PROBLEM STATEMENT:
Write every entry out again exactly, please, and skip the pictures.

Start RECORDS FOR THE TASK

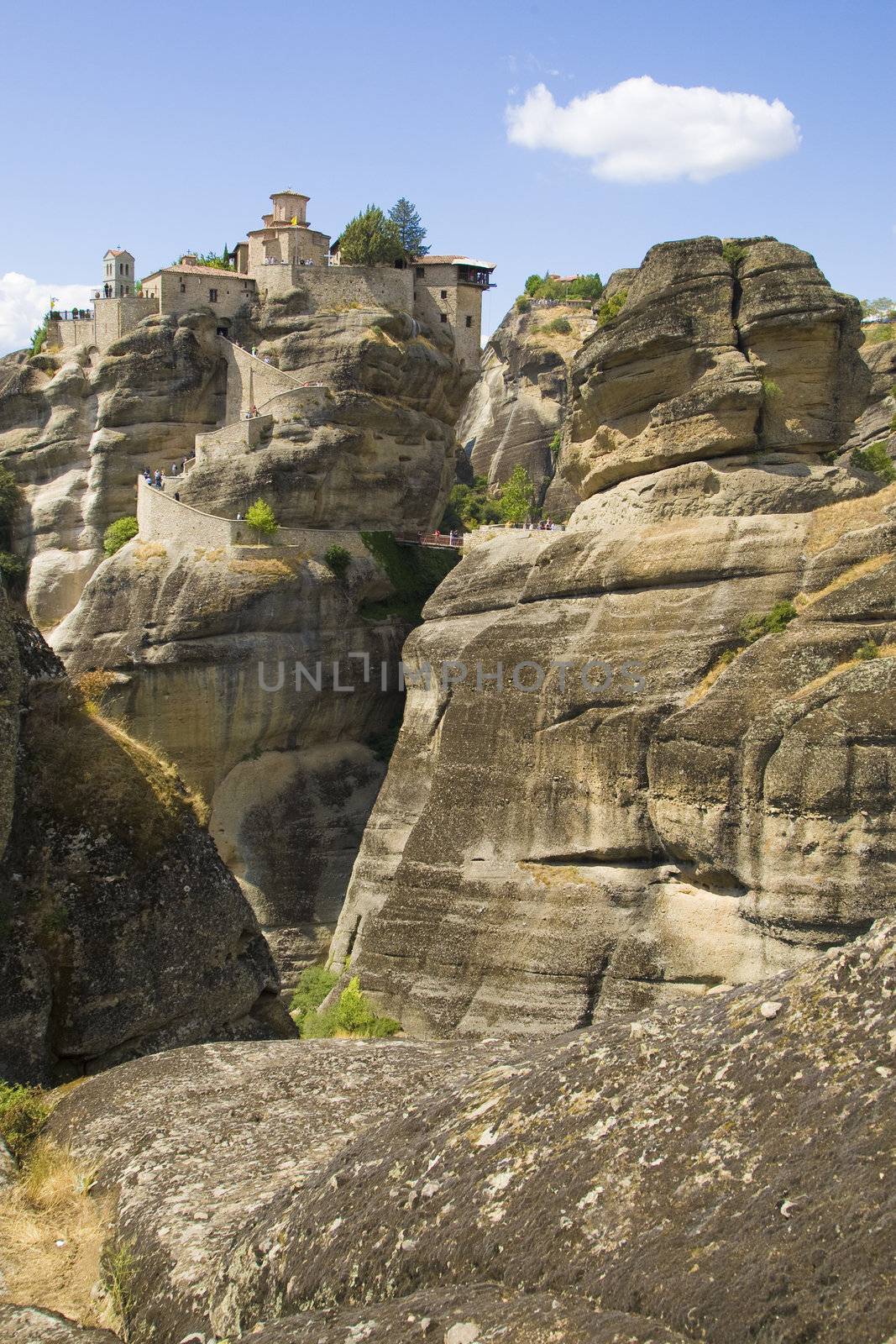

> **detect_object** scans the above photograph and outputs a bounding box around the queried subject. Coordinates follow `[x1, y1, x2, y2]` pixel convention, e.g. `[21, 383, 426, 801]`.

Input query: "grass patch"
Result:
[102, 513, 139, 555]
[598, 289, 629, 327]
[0, 1138, 110, 1329]
[359, 533, 459, 625]
[301, 976, 401, 1040]
[289, 966, 338, 1028]
[0, 1080, 51, 1163]
[739, 598, 798, 647]
[721, 238, 747, 270]
[23, 680, 206, 862]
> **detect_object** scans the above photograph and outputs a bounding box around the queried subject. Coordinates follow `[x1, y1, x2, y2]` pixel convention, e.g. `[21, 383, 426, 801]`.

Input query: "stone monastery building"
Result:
[47, 191, 495, 368]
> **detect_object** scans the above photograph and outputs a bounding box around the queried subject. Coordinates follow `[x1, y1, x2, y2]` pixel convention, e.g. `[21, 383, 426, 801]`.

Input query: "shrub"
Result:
[102, 513, 139, 555]
[501, 465, 535, 522]
[301, 976, 401, 1040]
[721, 238, 747, 270]
[849, 441, 896, 482]
[0, 1080, 50, 1163]
[289, 966, 338, 1026]
[338, 206, 405, 266]
[324, 543, 352, 583]
[740, 598, 798, 643]
[246, 500, 280, 544]
[598, 289, 629, 327]
[360, 533, 459, 625]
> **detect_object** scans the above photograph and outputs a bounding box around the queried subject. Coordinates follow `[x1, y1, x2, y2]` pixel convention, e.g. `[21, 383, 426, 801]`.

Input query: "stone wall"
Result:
[258, 259, 414, 313]
[137, 475, 369, 559]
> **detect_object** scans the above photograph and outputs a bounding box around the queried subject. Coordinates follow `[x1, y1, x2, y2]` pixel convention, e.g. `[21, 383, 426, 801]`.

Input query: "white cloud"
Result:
[506, 76, 800, 183]
[0, 270, 96, 354]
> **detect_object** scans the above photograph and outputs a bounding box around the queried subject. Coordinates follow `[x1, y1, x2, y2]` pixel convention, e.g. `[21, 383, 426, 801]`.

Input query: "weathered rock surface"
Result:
[51, 923, 896, 1344]
[45, 521, 456, 985]
[457, 304, 598, 513]
[0, 1304, 119, 1344]
[558, 238, 869, 499]
[332, 457, 896, 1037]
[841, 340, 896, 459]
[253, 1284, 684, 1344]
[0, 607, 293, 1082]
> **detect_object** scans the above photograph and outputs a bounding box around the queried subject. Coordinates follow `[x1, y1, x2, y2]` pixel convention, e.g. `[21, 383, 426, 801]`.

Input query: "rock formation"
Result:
[457, 302, 598, 513]
[51, 923, 896, 1344]
[0, 291, 469, 981]
[0, 602, 293, 1082]
[332, 239, 896, 1037]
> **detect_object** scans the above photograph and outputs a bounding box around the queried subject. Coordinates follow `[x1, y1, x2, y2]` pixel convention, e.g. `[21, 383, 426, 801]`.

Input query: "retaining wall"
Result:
[137, 475, 369, 559]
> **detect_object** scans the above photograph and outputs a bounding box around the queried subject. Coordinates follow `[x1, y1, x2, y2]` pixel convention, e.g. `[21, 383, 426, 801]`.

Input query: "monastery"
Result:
[47, 191, 495, 368]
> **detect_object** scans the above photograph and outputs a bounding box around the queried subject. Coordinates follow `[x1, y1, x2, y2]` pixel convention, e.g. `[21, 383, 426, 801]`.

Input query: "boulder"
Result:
[331, 467, 896, 1037]
[50, 922, 896, 1344]
[558, 238, 869, 499]
[0, 609, 294, 1084]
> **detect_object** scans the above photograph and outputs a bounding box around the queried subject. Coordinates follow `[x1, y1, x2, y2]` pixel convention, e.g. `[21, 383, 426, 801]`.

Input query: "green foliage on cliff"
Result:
[439, 475, 502, 533]
[246, 500, 280, 544]
[324, 543, 352, 583]
[598, 289, 629, 327]
[849, 441, 896, 484]
[31, 318, 49, 354]
[289, 966, 338, 1026]
[740, 598, 798, 643]
[390, 197, 430, 260]
[102, 513, 139, 555]
[0, 1080, 50, 1163]
[501, 464, 535, 522]
[721, 238, 747, 270]
[359, 533, 459, 625]
[338, 206, 405, 266]
[520, 271, 603, 304]
[300, 976, 401, 1040]
[172, 244, 237, 270]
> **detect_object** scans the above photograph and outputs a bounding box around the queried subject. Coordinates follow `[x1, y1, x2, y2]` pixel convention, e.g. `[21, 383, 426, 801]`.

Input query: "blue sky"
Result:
[0, 0, 896, 351]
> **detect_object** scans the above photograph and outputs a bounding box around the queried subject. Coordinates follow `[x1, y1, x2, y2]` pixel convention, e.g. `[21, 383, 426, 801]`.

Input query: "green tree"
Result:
[102, 513, 139, 555]
[324, 543, 352, 583]
[31, 318, 47, 354]
[390, 197, 430, 260]
[849, 439, 896, 486]
[501, 465, 535, 522]
[338, 206, 405, 266]
[246, 500, 280, 546]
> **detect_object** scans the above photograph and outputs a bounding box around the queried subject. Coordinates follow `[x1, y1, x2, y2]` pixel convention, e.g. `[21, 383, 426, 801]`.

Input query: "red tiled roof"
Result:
[144, 264, 255, 285]
[414, 253, 495, 270]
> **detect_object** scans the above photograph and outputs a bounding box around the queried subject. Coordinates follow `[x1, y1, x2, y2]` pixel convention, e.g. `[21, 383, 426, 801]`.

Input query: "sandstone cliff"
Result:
[51, 925, 896, 1344]
[0, 291, 469, 979]
[457, 302, 598, 513]
[0, 603, 291, 1082]
[332, 239, 896, 1037]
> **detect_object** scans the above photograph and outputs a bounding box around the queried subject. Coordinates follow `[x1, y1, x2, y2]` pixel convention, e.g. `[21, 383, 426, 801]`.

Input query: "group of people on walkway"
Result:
[141, 457, 192, 501]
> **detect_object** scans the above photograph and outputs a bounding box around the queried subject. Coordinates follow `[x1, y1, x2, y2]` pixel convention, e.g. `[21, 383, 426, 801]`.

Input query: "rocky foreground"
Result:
[331, 239, 896, 1037]
[7, 925, 896, 1344]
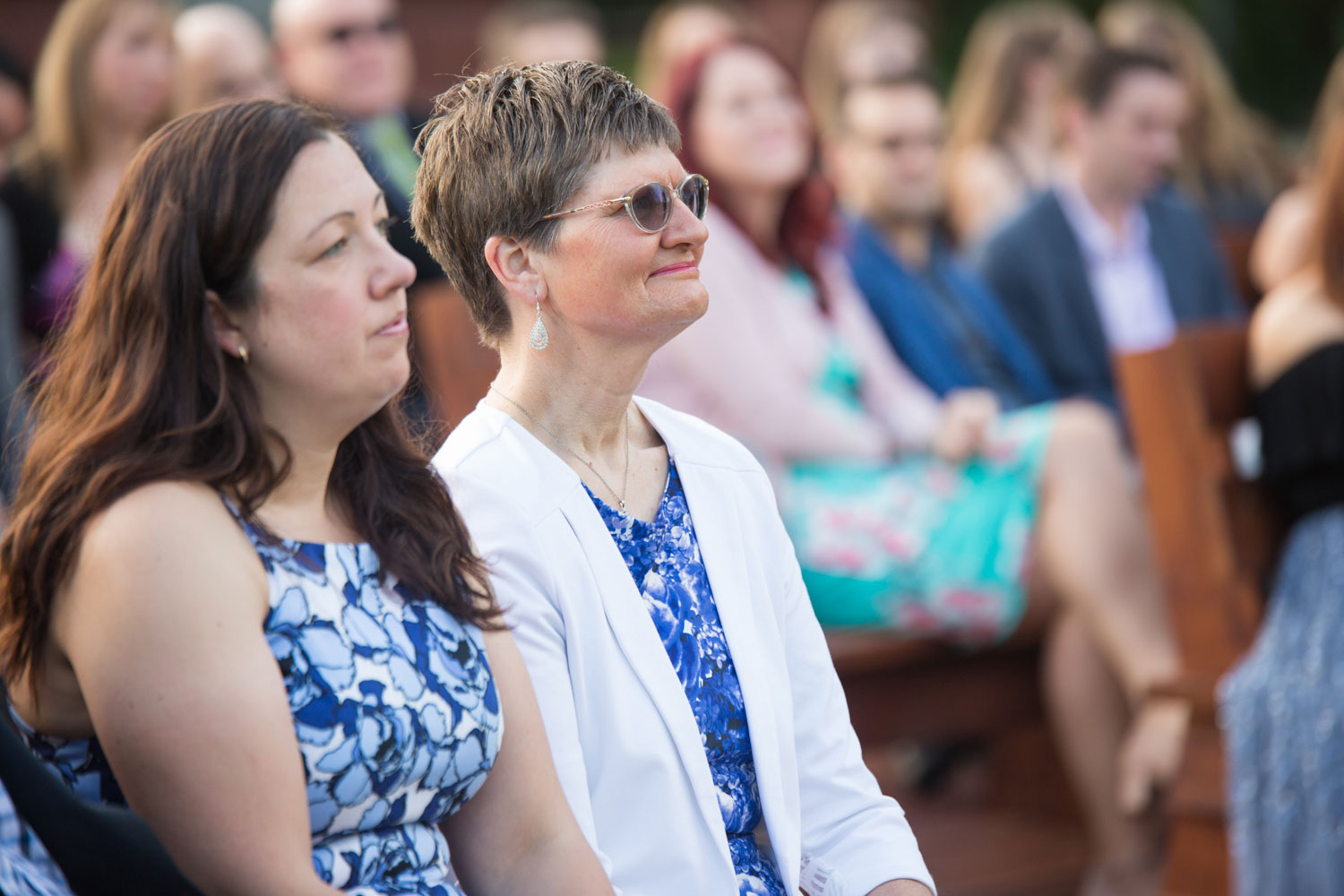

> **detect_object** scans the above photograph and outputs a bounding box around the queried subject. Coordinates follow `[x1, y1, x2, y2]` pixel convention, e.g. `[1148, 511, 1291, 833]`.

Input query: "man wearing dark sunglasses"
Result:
[271, 0, 499, 435]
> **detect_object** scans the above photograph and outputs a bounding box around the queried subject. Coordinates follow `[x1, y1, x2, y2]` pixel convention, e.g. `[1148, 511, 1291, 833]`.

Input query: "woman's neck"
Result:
[250, 418, 349, 543]
[489, 333, 652, 461]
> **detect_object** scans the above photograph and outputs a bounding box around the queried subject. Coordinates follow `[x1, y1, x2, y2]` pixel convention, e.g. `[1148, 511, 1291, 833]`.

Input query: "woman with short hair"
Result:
[413, 62, 933, 896]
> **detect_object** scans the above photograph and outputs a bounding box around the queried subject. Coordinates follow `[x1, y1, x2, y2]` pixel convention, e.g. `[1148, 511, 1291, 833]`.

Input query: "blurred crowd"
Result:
[0, 0, 1344, 896]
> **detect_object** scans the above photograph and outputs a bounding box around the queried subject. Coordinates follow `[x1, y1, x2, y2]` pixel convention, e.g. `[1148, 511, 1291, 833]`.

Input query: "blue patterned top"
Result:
[585, 463, 785, 896]
[5, 502, 504, 896]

End RECORDS FOR THE TASK

SOLUTION FOR THIS EXERCISE:
> **detect_object** scans the above photograph and outputs a bounding box around the queried subject. Coordinates follow `[x1, y1, x2, y2]` pixel convention, e.g. `[21, 383, 426, 801]`.

Input query: "grass patch"
Result:
[102, 513, 139, 555]
[598, 289, 629, 327]
[0, 1138, 110, 1329]
[359, 533, 459, 625]
[301, 976, 401, 1040]
[289, 966, 338, 1028]
[0, 1080, 51, 1163]
[739, 598, 798, 647]
[721, 238, 747, 270]
[23, 680, 206, 862]
> **detect_object** scans the above photograph and outputs a bounding box around the queried subject. Coordinates follow `[x1, y1, x2, y2]` pixel convention, e.g. `[21, 383, 426, 801]`.

Input query: "stone monastery building"
Result:
[47, 191, 495, 368]
> **detect_object** scans the above photograph and outputs a bounding box around the queried subject. Coordinates follow `[x1, y1, x2, y2]` pixel convention, e.g. `[21, 383, 426, 801]`.

Input query: "shrub"
Result:
[102, 513, 139, 555]
[501, 465, 535, 522]
[301, 976, 401, 1040]
[721, 238, 747, 270]
[849, 441, 896, 482]
[0, 1080, 50, 1163]
[289, 966, 338, 1026]
[338, 206, 405, 266]
[324, 543, 352, 583]
[740, 598, 798, 643]
[246, 500, 280, 544]
[598, 289, 629, 327]
[360, 533, 459, 625]
> **detect_object** scans the above photograph and outputs a bounding box around the queried subject. Coordinates follow `[x1, y1, x2, y2]` pixel convention, e.g. `[21, 383, 426, 801]`.

Input query: "stone wall"
Result:
[258, 259, 414, 313]
[137, 475, 369, 559]
> **detect_object** scans the above photograph and outputs a bounding box around the queried subject. Coordinates follow `[x1, y1, x2, y2]` pixel convention, e.g. `[21, 383, 426, 801]`.

Input query: "white cloud"
Result:
[506, 76, 800, 183]
[0, 270, 96, 354]
> **detect_object** scans the above photograph and outputs a bounding box around the queried subject. Coordinates follow `[x1, y1, x2, y2]` pixel convention, e.g. `[21, 383, 426, 801]`.

Input query: "weathered rock surface"
Result:
[51, 923, 896, 1344]
[45, 521, 456, 985]
[457, 304, 598, 513]
[0, 1304, 119, 1344]
[558, 238, 869, 499]
[332, 457, 896, 1037]
[841, 340, 896, 459]
[253, 1284, 684, 1344]
[0, 607, 293, 1082]
> **detect_object** scans the above photograph and outputs a bounding box around the queried subject. Coordinates follow `[x1, y1, x2, y2]` pixel convention, e.g. `[21, 383, 426, 801]`.

Input query: "rock formation"
Result:
[457, 302, 598, 513]
[51, 923, 896, 1344]
[0, 291, 469, 981]
[0, 602, 293, 1082]
[332, 239, 896, 1037]
> **detect_object** scans the above photograph and outputs a bounding box around the queried subject. Coordinates follow `[x1, y1, x2, y2]` pixel convention, e.g. `[21, 383, 426, 801]`.

Input query: "retaining wall"
Result:
[137, 475, 369, 559]
> **detect_object** scans the above photograph and outputs a bounding box around the queried subject. Coordinates follow `[x1, y1, x2, y2]` pixel convention, e.g. `[21, 383, 426, 801]`.

Input query: "monastery"
Result:
[47, 191, 495, 368]
> **detect_object** scans the above photograph and outputs a bounding box around the queried subject. Coordinates follow `[x1, y1, x2, y2]` pixel convention, e.g. `[21, 383, 426, 801]`.

Input query: "boulder"
Result:
[331, 467, 896, 1037]
[50, 922, 896, 1344]
[558, 238, 869, 499]
[0, 609, 294, 1084]
> **detect_object** scans the above photograph and outputs a bounding box around the queried subject. Coordinates follow `[x1, y1, x2, y2]` pixel convention, e.g. `[21, 383, 426, 801]`.

Input query: "green foliage on cliff"
Result:
[439, 475, 502, 533]
[246, 500, 280, 544]
[324, 543, 352, 583]
[598, 289, 629, 327]
[849, 441, 896, 484]
[31, 318, 49, 354]
[289, 966, 338, 1026]
[740, 598, 798, 643]
[390, 197, 430, 260]
[102, 513, 139, 555]
[0, 1080, 50, 1163]
[501, 464, 535, 522]
[721, 238, 747, 270]
[359, 533, 459, 625]
[338, 206, 405, 266]
[520, 271, 603, 304]
[300, 976, 401, 1040]
[172, 244, 237, 270]
> **detect_object** scans the above photograph and outputs a bounding box around the queried subject. Coordinates follow `[x1, y1, x2, y2]` pixel convention, e.g. `[21, 383, 426, 801]`.

Input query: "blue sky"
Result:
[0, 0, 896, 351]
> **detect_object** scans the above photograph and outputs a bounding box around the queried subject. Coordinates follow `[x1, y1, x2, y2]` pixel convention, e.g. `[21, 383, 426, 801]`.

Input query: "green tree"
Result:
[102, 513, 139, 555]
[324, 543, 352, 583]
[31, 318, 47, 354]
[390, 197, 430, 260]
[849, 439, 896, 486]
[501, 465, 535, 522]
[338, 206, 405, 266]
[246, 500, 280, 546]
> **detect_object** scans the above photograph and outputs a bounding box around the queried subject. Coordinates follow `[x1, y1, x2, y2]` pixel convention, e.g. `[21, 383, 426, 801]`.

Input query: "red tiled roof"
Result:
[144, 264, 255, 285]
[414, 253, 495, 270]
> **detect_object** scans the above photograph and outputs a bounding box around the queried subject. Coordinates follow `[x1, y1, x2, y2]` pixel convention, e.g. `[21, 383, 426, 801]`.

Input query: "sandstone cliff"
Result:
[51, 925, 896, 1344]
[0, 291, 469, 979]
[457, 302, 598, 513]
[0, 603, 291, 1082]
[332, 239, 896, 1037]
> **detect_object** scans the above photograph and outputs a bounding box around the queried subject. Coordinates follow `[x1, y1, x2, y2]` pixel convention, e.g. `[21, 383, 426, 801]`.

Input query: "group of people on walkway"
Result:
[141, 457, 192, 501]
> **detect_object** scans the above photograph and outputs a bounding box around the queried subject. Coordinates follow `[x1, y1, x2, y2]` pixel convention, e.g. `[21, 383, 426, 801]`.

Input query: "rocky foreground"
Result:
[331, 239, 896, 1037]
[7, 925, 896, 1344]

> **detect_object** scans the above photograph and outputs a bounding box around the queried subject. Coordinates follow `[x1, y1, x2, y2]` pixel convention, e.g. `[1148, 511, 1291, 833]`.

Input query: "man wearing dark sunglasses"
Result:
[271, 0, 499, 435]
> **detect_object** scans the above photograph and outputs a bounding box around the queried subject. Coordinates follow `[x1, y1, x2, y2]` pixel convention, e.g. `[1148, 511, 1291, 833]`.

Input query: "woman's neck"
Result:
[250, 418, 349, 543]
[489, 333, 652, 461]
> **detect_object** scans the above photograph and outputs a bounding box around the queried subject. Coordinates follow `[x1, y1, x2, y2]` pixel convention, e.g. `[1148, 511, 1291, 833]`.

Input query: "woman with short hair"
Result:
[413, 62, 933, 896]
> **detect_object** scans the above photograph and outputs a bounding box around the queried subject. Coordinates follow `[x1, y1, x2, y2]` pixel convention, e.g. `[1148, 511, 1291, 833]`.

Input query: "blurred crowd"
Result:
[0, 0, 1344, 896]
> **detect_object** scans the above photograph and outputs a bounding box around the queried subject. Coordinates follow `[x1, y1, x2, y2]` pixel convention, e.g. `[1148, 511, 1291, 833]`.

Input query: "blue patterned top"
Result:
[585, 463, 785, 896]
[5, 502, 504, 896]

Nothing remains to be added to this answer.